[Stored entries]
****************

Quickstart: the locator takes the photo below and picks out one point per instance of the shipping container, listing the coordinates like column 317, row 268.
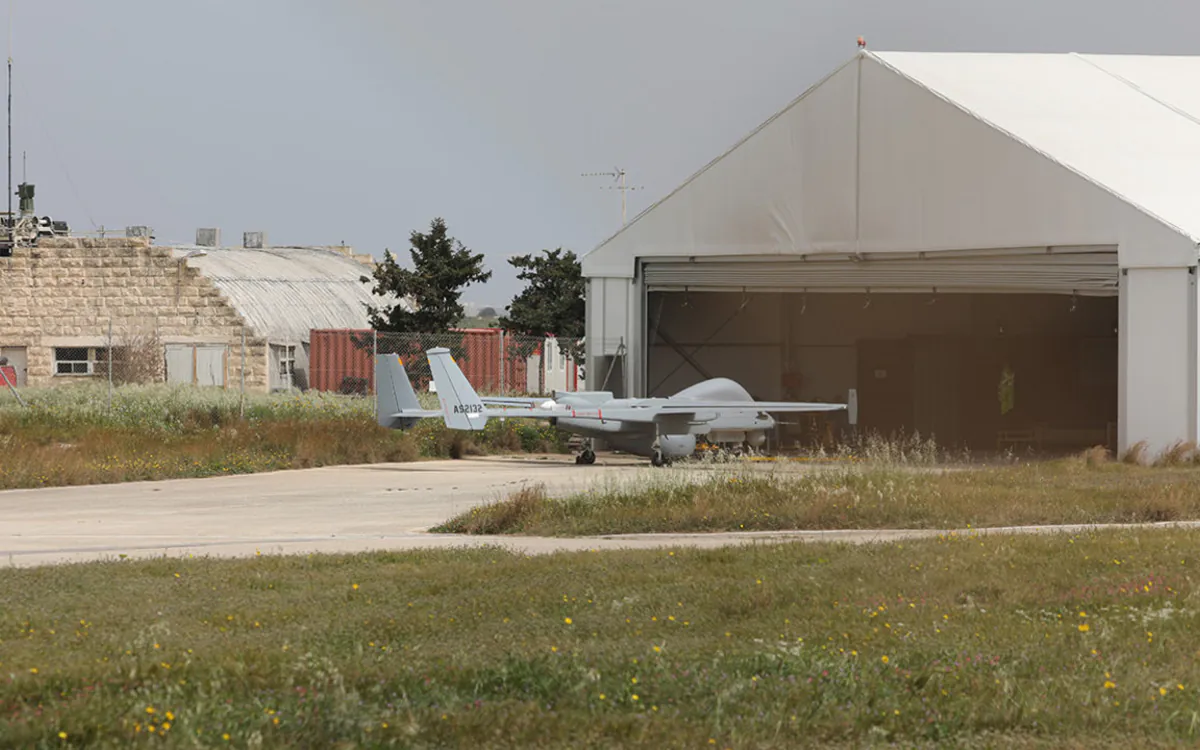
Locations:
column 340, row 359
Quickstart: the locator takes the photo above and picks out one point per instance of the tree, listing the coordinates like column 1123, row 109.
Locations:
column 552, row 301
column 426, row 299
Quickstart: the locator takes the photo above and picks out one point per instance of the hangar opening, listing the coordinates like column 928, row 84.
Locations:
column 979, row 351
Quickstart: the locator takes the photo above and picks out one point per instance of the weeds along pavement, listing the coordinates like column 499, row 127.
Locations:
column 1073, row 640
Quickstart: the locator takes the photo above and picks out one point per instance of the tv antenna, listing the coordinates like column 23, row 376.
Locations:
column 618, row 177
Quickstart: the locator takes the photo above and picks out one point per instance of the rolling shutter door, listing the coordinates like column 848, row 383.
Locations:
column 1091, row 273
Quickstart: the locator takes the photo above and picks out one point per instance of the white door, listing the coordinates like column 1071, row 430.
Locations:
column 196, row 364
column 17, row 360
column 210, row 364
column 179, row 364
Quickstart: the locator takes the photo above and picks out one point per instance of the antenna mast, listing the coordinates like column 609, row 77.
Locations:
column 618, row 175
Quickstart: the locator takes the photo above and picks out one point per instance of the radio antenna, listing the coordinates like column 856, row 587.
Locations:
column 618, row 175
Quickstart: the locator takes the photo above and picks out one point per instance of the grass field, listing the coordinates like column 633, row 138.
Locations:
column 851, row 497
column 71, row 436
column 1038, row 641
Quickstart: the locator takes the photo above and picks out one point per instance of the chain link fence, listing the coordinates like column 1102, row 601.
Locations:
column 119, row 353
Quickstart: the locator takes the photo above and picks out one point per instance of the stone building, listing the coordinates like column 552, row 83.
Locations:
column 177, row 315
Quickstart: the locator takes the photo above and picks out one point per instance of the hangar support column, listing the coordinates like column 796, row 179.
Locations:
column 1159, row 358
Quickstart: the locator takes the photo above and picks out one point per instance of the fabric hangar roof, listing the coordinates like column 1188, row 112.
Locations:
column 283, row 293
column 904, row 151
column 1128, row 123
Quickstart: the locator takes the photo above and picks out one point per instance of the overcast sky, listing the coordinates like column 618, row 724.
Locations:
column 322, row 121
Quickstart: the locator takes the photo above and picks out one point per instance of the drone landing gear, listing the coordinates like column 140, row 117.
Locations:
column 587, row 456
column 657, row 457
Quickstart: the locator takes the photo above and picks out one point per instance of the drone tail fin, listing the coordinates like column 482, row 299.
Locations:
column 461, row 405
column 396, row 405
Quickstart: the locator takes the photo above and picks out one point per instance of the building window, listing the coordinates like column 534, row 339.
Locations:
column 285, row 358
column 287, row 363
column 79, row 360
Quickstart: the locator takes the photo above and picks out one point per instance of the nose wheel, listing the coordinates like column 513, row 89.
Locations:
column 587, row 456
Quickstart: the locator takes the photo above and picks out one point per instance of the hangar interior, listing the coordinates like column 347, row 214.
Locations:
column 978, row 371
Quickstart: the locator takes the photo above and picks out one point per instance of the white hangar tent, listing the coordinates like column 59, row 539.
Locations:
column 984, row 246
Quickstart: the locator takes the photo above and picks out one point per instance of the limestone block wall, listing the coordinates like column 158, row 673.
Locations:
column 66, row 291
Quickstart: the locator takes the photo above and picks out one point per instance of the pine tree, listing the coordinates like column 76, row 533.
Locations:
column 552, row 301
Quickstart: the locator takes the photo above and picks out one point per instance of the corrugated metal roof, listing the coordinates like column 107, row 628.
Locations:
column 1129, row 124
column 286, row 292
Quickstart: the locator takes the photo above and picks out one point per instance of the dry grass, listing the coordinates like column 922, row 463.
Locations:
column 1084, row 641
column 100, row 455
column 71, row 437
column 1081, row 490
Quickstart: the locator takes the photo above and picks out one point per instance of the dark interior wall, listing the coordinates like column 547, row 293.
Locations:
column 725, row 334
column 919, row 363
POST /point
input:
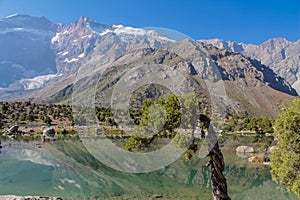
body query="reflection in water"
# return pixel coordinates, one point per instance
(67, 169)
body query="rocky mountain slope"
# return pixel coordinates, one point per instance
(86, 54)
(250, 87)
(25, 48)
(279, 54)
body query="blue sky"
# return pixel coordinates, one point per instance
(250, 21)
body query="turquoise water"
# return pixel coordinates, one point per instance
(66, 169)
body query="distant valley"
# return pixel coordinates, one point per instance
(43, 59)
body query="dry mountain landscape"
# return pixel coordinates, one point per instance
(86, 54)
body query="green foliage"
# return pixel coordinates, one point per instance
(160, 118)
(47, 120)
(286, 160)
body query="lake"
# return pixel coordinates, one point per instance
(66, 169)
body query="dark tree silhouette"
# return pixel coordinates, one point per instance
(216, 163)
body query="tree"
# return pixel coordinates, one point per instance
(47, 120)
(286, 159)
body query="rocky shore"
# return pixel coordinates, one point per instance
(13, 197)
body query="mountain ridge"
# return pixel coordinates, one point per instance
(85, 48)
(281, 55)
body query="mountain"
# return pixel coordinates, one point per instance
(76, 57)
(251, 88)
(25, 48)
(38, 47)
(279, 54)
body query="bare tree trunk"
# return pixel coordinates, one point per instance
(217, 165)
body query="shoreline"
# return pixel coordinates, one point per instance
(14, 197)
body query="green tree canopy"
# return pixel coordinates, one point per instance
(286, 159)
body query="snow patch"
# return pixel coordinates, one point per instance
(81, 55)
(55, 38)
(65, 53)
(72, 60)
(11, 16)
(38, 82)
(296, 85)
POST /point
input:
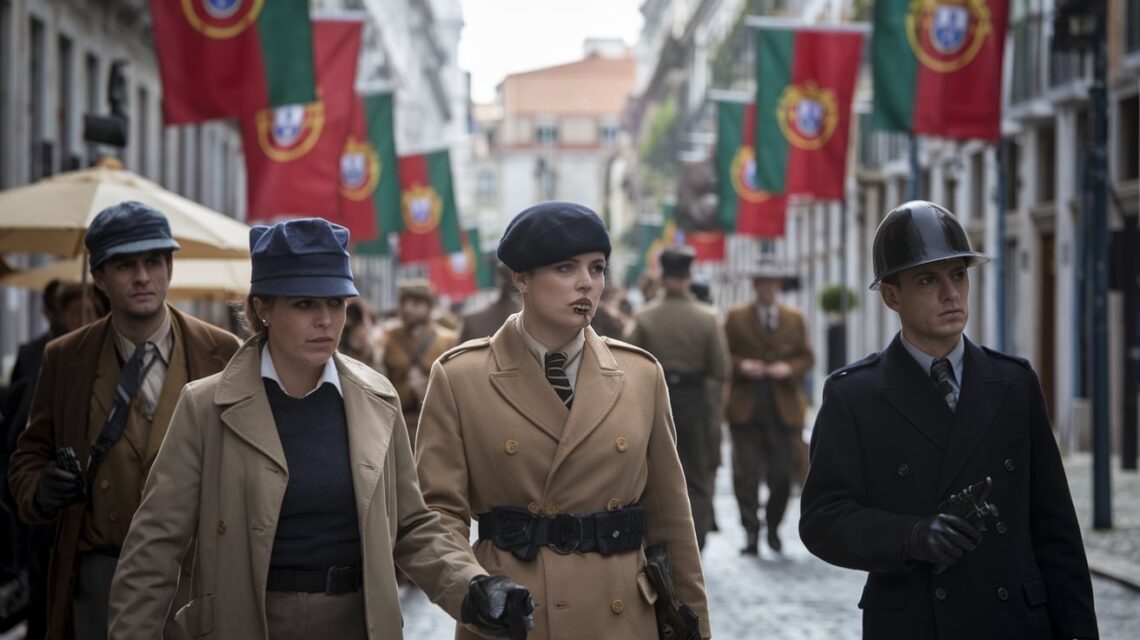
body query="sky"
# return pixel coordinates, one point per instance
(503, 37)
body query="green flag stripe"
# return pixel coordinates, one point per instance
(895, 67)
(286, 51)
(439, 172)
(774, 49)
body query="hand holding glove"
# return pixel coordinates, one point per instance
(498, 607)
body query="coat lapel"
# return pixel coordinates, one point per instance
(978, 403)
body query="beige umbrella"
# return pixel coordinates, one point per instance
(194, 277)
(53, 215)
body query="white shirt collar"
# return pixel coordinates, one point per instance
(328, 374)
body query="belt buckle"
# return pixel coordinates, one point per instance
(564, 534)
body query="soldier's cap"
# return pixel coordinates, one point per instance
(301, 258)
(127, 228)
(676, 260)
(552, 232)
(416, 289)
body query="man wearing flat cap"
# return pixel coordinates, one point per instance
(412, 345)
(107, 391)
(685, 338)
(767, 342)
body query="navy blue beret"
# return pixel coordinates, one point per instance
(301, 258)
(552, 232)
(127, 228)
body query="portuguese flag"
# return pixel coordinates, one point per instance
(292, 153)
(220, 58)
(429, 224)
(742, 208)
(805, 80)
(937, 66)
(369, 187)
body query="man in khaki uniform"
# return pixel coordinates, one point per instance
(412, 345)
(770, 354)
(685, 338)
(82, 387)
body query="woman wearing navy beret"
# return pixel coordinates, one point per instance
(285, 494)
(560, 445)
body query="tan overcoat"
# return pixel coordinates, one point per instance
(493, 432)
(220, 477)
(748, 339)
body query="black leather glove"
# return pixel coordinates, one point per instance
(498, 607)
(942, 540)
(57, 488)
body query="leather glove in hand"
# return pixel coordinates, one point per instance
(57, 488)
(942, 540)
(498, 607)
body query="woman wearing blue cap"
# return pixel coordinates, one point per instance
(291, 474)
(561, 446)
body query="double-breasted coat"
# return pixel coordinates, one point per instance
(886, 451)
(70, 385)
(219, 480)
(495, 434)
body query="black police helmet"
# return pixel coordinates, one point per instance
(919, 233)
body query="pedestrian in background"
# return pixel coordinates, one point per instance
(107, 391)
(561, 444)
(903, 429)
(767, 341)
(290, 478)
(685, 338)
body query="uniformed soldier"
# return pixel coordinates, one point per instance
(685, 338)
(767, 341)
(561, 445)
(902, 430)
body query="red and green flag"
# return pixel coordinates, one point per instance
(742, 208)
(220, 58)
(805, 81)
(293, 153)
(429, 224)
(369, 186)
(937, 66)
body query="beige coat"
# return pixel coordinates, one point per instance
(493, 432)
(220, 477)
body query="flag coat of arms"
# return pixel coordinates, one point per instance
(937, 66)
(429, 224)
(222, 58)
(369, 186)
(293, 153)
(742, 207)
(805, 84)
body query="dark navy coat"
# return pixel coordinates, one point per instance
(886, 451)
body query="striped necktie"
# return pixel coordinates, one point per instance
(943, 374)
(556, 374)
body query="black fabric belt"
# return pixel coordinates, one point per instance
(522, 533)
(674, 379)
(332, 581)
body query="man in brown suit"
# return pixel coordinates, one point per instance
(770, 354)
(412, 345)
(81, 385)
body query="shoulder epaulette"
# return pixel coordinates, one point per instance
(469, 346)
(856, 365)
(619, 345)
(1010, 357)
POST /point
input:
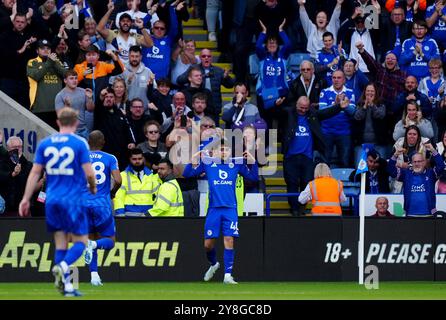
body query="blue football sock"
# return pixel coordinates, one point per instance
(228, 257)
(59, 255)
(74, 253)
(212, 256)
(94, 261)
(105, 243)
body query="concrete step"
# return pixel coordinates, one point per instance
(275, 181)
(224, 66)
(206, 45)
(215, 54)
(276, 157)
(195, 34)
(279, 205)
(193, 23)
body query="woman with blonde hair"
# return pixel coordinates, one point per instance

****************

__EXERCISE DETAILS__
Answer with a single number: the count of lines above that contain the string "rocky".

__TASK ANSWER__
2